WHAT TO PRODUCE:
Print everything in the listing below from the line containing "Where can you see the white wall" down to the line containing "point(131, 124)", both included, with no changes.

Coordinate annotation records:

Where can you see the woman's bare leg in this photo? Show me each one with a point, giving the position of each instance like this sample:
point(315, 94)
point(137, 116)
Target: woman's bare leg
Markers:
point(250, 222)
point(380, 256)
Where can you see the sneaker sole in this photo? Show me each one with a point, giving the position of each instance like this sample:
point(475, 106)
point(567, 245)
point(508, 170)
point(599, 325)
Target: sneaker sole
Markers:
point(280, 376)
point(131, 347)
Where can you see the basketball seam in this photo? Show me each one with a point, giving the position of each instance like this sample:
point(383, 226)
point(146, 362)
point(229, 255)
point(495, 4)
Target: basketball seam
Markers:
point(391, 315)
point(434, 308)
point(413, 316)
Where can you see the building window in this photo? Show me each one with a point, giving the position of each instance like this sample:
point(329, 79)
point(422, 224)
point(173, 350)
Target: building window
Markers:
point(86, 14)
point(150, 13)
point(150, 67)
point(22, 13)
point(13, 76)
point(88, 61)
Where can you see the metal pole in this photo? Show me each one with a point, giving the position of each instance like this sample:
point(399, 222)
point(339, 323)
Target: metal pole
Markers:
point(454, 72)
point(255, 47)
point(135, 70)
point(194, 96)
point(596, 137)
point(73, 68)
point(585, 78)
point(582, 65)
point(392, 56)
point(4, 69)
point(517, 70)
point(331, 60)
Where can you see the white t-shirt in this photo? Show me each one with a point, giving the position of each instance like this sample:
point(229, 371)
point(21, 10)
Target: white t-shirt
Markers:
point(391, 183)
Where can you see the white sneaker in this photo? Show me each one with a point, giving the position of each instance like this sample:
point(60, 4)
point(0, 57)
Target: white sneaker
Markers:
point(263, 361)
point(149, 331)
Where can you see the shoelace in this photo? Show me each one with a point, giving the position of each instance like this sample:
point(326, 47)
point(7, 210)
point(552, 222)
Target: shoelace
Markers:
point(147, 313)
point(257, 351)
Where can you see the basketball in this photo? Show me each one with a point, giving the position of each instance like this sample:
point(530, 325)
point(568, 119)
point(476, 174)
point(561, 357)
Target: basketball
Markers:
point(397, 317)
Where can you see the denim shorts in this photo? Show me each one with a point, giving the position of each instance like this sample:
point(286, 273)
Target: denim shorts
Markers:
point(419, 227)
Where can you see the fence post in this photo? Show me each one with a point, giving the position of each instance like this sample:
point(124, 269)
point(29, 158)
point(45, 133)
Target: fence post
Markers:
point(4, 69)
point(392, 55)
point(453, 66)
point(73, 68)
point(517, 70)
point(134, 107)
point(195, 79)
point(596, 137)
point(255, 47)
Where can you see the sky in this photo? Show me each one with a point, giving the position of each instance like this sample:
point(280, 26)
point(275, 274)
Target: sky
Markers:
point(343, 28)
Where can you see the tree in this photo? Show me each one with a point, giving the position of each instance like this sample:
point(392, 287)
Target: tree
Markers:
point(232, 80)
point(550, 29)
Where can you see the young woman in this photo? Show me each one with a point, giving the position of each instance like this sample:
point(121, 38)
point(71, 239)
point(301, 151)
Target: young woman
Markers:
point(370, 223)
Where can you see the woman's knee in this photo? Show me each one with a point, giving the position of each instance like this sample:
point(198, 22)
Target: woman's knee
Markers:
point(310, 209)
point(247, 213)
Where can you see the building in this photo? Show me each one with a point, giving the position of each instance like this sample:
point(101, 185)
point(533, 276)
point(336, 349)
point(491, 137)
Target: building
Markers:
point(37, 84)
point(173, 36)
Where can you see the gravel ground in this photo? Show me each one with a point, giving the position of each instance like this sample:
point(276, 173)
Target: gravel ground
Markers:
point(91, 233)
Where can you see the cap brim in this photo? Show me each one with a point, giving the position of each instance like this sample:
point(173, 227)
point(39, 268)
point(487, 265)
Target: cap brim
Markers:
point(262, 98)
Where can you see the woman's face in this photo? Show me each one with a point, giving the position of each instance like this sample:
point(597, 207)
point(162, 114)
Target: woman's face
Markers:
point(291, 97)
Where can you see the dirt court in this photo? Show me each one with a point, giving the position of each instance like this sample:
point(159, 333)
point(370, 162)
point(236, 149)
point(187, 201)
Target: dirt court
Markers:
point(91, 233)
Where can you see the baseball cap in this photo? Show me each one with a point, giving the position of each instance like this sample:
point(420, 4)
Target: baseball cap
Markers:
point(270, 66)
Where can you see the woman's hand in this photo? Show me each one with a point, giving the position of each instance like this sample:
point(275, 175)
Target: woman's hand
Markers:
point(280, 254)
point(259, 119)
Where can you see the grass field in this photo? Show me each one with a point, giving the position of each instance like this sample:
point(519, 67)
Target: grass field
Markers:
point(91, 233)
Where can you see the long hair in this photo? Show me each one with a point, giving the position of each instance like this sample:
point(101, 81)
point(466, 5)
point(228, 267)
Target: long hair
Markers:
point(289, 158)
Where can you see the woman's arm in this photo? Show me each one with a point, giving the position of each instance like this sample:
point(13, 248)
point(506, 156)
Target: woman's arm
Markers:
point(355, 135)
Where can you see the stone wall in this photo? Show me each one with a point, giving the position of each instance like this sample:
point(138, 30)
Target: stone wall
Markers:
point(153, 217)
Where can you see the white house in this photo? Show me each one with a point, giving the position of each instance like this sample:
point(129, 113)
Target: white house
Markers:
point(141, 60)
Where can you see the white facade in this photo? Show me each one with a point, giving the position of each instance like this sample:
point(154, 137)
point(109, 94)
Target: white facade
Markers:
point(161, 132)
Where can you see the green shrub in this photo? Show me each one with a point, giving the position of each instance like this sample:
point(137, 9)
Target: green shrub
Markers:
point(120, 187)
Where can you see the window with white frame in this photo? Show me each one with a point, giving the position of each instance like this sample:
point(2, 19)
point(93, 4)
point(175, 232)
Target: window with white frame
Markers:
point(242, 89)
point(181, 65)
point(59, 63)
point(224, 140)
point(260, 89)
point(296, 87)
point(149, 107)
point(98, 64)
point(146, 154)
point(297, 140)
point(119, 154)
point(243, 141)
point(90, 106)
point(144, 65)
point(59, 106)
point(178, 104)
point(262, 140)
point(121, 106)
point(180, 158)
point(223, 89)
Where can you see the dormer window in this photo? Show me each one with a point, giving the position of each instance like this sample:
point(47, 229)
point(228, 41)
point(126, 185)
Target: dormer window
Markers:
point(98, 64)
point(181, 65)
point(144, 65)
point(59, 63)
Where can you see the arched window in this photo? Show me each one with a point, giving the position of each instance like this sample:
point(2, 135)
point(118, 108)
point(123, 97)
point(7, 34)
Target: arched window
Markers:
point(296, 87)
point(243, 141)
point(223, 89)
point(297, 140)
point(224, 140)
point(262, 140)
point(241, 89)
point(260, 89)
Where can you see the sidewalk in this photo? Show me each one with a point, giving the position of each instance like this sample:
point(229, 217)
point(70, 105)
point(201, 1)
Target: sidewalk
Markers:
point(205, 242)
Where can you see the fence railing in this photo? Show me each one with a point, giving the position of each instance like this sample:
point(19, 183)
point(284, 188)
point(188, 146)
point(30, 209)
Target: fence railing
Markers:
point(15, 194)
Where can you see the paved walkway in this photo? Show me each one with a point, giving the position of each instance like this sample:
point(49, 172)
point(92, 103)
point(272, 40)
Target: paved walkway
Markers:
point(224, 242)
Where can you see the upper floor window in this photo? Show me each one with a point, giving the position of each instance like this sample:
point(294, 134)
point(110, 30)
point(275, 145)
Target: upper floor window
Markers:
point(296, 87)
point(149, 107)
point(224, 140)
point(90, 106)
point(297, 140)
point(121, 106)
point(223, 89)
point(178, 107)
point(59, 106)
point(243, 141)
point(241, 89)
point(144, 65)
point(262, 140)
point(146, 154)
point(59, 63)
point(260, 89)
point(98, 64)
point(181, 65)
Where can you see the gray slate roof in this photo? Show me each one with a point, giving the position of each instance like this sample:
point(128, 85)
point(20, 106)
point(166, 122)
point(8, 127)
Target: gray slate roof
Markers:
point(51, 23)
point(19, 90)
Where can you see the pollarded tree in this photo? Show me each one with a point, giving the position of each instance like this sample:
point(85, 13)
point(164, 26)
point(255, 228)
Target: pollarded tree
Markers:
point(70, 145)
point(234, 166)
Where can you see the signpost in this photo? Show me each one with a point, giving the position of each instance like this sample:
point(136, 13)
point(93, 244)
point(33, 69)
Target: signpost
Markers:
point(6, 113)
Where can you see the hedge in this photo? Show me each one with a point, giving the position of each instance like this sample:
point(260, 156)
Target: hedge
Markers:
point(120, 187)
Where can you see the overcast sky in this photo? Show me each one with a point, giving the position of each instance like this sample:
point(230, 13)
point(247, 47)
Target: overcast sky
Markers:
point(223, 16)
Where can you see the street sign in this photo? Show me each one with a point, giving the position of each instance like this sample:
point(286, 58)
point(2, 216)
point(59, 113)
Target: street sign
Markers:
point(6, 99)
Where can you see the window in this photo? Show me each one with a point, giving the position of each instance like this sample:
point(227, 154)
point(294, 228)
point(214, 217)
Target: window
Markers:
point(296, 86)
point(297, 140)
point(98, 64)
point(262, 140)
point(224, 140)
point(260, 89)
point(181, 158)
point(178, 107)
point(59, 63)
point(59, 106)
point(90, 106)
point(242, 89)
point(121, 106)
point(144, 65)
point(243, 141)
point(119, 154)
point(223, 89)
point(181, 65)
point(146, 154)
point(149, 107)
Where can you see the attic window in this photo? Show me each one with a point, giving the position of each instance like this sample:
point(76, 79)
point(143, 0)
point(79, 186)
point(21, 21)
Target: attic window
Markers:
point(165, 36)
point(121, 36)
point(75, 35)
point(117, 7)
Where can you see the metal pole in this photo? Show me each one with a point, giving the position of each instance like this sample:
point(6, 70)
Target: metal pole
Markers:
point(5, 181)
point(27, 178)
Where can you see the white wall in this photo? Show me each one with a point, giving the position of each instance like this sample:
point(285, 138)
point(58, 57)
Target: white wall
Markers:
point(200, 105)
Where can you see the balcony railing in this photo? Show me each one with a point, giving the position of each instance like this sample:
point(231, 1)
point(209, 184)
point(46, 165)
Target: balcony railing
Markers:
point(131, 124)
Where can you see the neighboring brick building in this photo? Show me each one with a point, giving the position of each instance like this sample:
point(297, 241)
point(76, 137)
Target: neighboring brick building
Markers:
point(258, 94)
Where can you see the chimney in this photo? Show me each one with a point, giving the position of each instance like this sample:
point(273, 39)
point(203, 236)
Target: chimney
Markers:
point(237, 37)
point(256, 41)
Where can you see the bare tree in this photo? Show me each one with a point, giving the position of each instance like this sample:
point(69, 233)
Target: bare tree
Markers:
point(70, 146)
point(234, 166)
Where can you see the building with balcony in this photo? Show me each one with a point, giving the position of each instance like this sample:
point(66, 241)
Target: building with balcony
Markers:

RESULT OF THE EXERCISE:
Where can you see the white wall in this photo? Show me each one with a point, giving the position of each instance like this sample:
point(285, 138)
point(58, 57)
Target: white wall
Markers:
point(200, 105)
Where can you see the balcony railing in this photo? Show me each one with a point, giving the position of each instance like this sample:
point(231, 1)
point(209, 184)
point(46, 165)
Target: balcony railing
Markers:
point(131, 124)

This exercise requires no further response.